- GIVEN INFORMATION
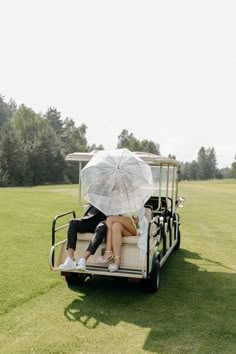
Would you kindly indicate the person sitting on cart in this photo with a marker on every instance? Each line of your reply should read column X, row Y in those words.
column 119, row 226
column 93, row 221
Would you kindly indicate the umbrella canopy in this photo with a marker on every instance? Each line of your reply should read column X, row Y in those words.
column 117, row 182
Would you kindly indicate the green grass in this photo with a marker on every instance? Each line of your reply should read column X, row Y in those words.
column 193, row 312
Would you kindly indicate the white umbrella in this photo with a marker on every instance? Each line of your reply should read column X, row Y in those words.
column 117, row 181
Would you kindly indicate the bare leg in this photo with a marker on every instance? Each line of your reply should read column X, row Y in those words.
column 108, row 251
column 117, row 229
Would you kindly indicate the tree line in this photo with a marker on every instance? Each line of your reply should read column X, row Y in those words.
column 33, row 147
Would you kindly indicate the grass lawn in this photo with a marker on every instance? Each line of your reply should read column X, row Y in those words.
column 193, row 312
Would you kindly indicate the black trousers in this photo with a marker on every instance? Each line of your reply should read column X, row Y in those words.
column 92, row 225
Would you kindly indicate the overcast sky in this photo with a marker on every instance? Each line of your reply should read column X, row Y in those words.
column 164, row 70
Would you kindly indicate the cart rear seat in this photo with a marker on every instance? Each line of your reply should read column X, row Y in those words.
column 126, row 239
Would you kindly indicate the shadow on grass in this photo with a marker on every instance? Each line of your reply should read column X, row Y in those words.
column 192, row 311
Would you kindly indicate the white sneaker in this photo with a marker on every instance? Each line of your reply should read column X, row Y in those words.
column 81, row 264
column 69, row 264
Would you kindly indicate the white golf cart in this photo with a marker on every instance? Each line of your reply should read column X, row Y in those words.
column 163, row 231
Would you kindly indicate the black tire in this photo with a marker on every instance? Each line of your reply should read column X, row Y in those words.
column 177, row 246
column 76, row 279
column 152, row 284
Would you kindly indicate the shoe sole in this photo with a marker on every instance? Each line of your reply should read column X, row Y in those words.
column 83, row 269
column 67, row 269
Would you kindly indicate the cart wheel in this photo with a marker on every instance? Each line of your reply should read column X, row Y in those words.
column 152, row 284
column 75, row 279
column 177, row 246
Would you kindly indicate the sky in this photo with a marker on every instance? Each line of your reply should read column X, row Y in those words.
column 164, row 70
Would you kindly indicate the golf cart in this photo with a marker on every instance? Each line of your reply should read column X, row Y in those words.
column 163, row 231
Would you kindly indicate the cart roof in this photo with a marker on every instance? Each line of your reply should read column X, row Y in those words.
column 151, row 159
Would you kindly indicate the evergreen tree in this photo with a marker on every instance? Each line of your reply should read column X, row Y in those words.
column 126, row 140
column 5, row 111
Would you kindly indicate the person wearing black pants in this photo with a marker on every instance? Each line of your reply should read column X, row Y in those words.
column 93, row 221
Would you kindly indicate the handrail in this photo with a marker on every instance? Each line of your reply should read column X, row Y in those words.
column 54, row 229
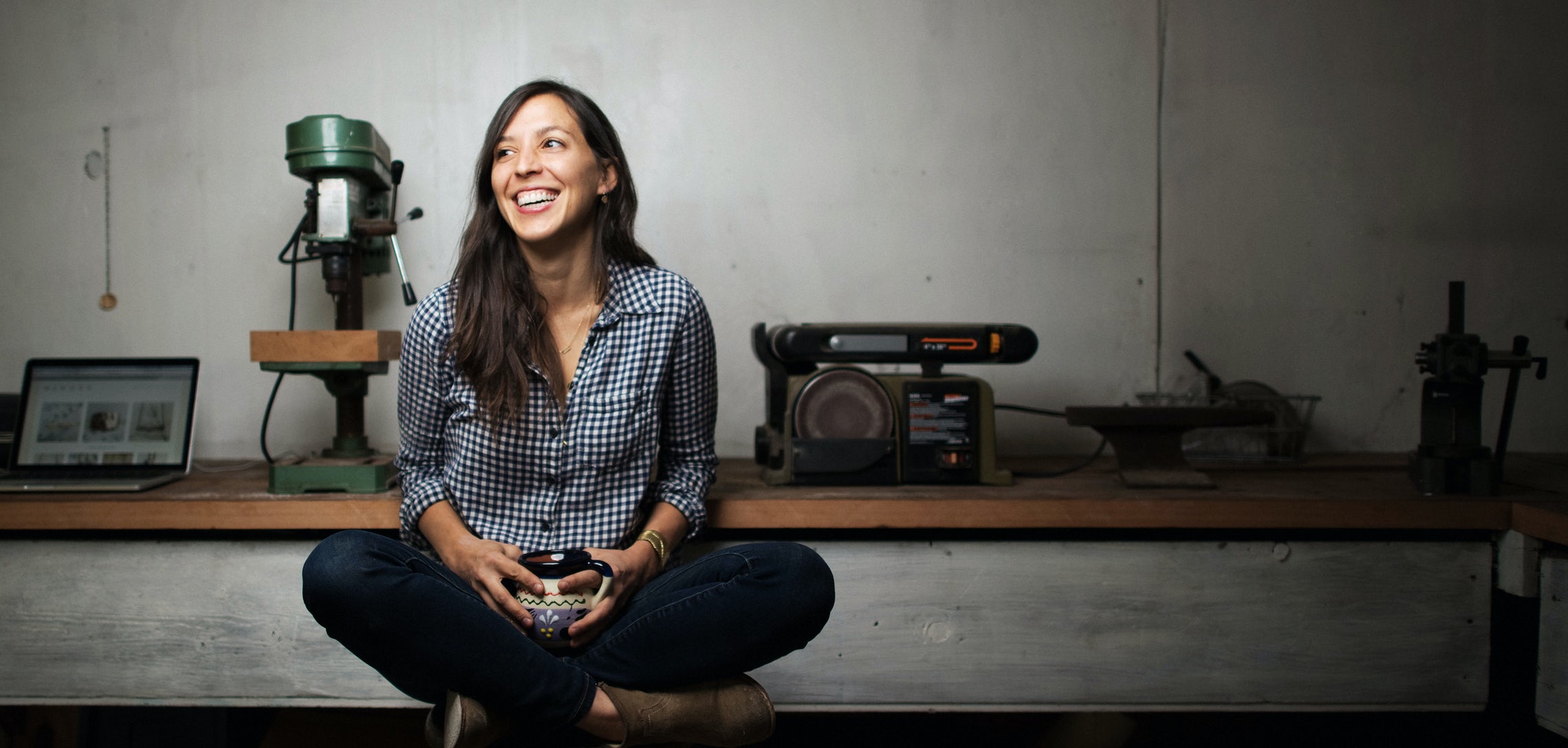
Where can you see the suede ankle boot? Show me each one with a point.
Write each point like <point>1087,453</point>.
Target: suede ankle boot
<point>730,712</point>
<point>463,723</point>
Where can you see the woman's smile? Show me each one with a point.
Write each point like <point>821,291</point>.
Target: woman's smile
<point>547,179</point>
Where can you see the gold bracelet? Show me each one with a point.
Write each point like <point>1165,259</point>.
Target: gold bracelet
<point>657,540</point>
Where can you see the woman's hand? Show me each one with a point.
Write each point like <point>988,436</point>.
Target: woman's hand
<point>485,565</point>
<point>632,570</point>
<point>482,563</point>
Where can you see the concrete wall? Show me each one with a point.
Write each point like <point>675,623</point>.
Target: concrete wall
<point>1281,187</point>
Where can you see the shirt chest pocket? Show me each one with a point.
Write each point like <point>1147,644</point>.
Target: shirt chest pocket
<point>611,428</point>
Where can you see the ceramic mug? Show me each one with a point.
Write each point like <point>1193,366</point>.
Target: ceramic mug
<point>554,610</point>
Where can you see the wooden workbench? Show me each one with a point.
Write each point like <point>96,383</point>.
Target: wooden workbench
<point>1327,585</point>
<point>1333,493</point>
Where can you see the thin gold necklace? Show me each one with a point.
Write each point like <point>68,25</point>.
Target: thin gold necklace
<point>580,325</point>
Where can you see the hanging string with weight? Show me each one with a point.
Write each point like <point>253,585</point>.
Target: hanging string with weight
<point>107,300</point>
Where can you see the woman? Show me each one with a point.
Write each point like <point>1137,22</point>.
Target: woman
<point>560,393</point>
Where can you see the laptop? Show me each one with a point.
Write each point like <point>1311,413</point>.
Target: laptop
<point>102,426</point>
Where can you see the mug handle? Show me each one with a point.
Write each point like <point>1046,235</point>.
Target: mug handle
<point>604,585</point>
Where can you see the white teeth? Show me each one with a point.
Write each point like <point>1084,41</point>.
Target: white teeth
<point>535,197</point>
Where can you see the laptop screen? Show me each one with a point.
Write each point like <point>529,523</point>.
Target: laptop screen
<point>105,413</point>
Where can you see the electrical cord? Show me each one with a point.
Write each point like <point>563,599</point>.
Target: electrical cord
<point>1054,415</point>
<point>294,297</point>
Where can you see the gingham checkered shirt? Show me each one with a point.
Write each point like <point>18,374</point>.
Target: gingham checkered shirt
<point>637,427</point>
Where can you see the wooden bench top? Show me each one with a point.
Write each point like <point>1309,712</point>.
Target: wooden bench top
<point>1331,493</point>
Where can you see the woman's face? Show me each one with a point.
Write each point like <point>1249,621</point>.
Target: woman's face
<point>546,179</point>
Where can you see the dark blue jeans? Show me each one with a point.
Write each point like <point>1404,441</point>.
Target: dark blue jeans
<point>426,629</point>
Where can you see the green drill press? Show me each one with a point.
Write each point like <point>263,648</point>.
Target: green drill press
<point>350,230</point>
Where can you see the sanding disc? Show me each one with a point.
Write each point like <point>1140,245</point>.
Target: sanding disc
<point>842,404</point>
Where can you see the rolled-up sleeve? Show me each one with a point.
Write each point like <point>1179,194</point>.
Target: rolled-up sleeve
<point>686,443</point>
<point>422,410</point>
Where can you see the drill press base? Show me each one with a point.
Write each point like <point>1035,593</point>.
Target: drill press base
<point>356,476</point>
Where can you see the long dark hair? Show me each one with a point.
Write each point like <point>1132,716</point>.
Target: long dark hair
<point>499,316</point>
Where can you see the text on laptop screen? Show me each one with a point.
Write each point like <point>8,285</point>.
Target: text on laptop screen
<point>107,415</point>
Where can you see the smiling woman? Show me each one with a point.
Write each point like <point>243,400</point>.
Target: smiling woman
<point>558,397</point>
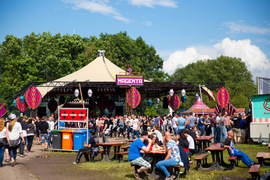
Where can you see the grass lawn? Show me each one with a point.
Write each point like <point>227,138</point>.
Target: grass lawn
<point>125,171</point>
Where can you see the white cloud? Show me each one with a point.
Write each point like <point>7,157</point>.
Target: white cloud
<point>180,59</point>
<point>255,59</point>
<point>153,3</point>
<point>241,28</point>
<point>97,6</point>
<point>147,23</point>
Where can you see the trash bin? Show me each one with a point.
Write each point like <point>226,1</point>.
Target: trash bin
<point>57,139</point>
<point>67,139</point>
<point>78,137</point>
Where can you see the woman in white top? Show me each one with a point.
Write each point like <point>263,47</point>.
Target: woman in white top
<point>4,140</point>
<point>15,137</point>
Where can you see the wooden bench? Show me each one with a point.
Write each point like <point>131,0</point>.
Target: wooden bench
<point>260,156</point>
<point>254,171</point>
<point>177,168</point>
<point>121,154</point>
<point>101,151</point>
<point>233,162</point>
<point>125,148</point>
<point>199,159</point>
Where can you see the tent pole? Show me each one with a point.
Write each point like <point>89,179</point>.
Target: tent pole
<point>81,94</point>
<point>201,98</point>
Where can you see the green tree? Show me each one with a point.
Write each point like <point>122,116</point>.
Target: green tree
<point>232,71</point>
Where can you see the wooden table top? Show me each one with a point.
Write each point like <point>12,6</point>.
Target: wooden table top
<point>266,156</point>
<point>112,144</point>
<point>157,152</point>
<point>260,154</point>
<point>204,138</point>
<point>215,147</point>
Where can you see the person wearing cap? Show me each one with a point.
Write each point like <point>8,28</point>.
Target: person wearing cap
<point>136,148</point>
<point>228,143</point>
<point>15,137</point>
<point>173,156</point>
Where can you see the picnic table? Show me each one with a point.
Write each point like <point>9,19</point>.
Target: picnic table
<point>107,146</point>
<point>217,157</point>
<point>156,156</point>
<point>263,157</point>
<point>204,142</point>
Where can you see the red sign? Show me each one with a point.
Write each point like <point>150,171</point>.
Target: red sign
<point>73,114</point>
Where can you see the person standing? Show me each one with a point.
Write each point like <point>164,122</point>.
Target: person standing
<point>173,156</point>
<point>213,126</point>
<point>106,130</point>
<point>217,127</point>
<point>207,124</point>
<point>181,124</point>
<point>192,121</point>
<point>44,132</point>
<point>30,134</point>
<point>135,155</point>
<point>223,129</point>
<point>174,124</point>
<point>201,125</point>
<point>15,137</point>
<point>24,130</point>
<point>51,127</point>
<point>4,140</point>
<point>236,128</point>
<point>243,129</point>
<point>228,143</point>
<point>136,127</point>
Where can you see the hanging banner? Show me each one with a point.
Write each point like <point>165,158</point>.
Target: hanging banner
<point>33,97</point>
<point>73,114</point>
<point>21,106</point>
<point>129,80</point>
<point>174,102</point>
<point>134,97</point>
<point>223,97</point>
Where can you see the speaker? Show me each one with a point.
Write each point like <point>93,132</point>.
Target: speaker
<point>165,103</point>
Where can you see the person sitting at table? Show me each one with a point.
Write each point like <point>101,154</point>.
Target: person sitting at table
<point>91,147</point>
<point>183,142</point>
<point>173,156</point>
<point>228,143</point>
<point>136,149</point>
<point>159,135</point>
<point>154,144</point>
<point>190,140</point>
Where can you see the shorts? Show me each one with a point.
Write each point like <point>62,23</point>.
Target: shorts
<point>141,162</point>
<point>236,132</point>
<point>43,138</point>
<point>243,133</point>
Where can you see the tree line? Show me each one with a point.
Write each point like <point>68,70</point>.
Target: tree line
<point>46,57</point>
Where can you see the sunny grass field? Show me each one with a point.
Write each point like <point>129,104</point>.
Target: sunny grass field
<point>125,171</point>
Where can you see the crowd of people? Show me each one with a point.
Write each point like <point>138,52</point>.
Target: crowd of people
<point>17,134</point>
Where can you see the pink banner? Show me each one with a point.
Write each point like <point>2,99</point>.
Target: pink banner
<point>129,80</point>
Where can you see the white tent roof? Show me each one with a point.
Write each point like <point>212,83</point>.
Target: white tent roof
<point>99,70</point>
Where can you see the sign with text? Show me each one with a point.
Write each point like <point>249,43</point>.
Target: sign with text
<point>129,80</point>
<point>73,114</point>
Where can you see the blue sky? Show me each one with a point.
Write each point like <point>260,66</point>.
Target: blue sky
<point>182,31</point>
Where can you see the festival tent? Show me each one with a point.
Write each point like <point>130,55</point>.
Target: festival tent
<point>99,70</point>
<point>197,106</point>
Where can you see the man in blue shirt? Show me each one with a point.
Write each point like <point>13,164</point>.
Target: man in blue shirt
<point>135,153</point>
<point>181,123</point>
<point>228,143</point>
<point>157,121</point>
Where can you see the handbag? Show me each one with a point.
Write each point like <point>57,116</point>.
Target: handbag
<point>3,142</point>
<point>15,143</point>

- TASK INSTRUCTIONS
Please make an exact copy of the lines above from the line with "Where can you see the electrical" through the line with "Write each point like <point>18,374</point>.", both ends included.

- RESULT OF THE EXERCISE
Where can you see the electrical cord? Show me each one with a point.
Write each point like <point>563,599</point>.
Target: electrical cord
<point>1054,415</point>
<point>294,297</point>
Where can you see the gingham checkered shirt? Show me each one with a point.
Write each point like <point>18,374</point>.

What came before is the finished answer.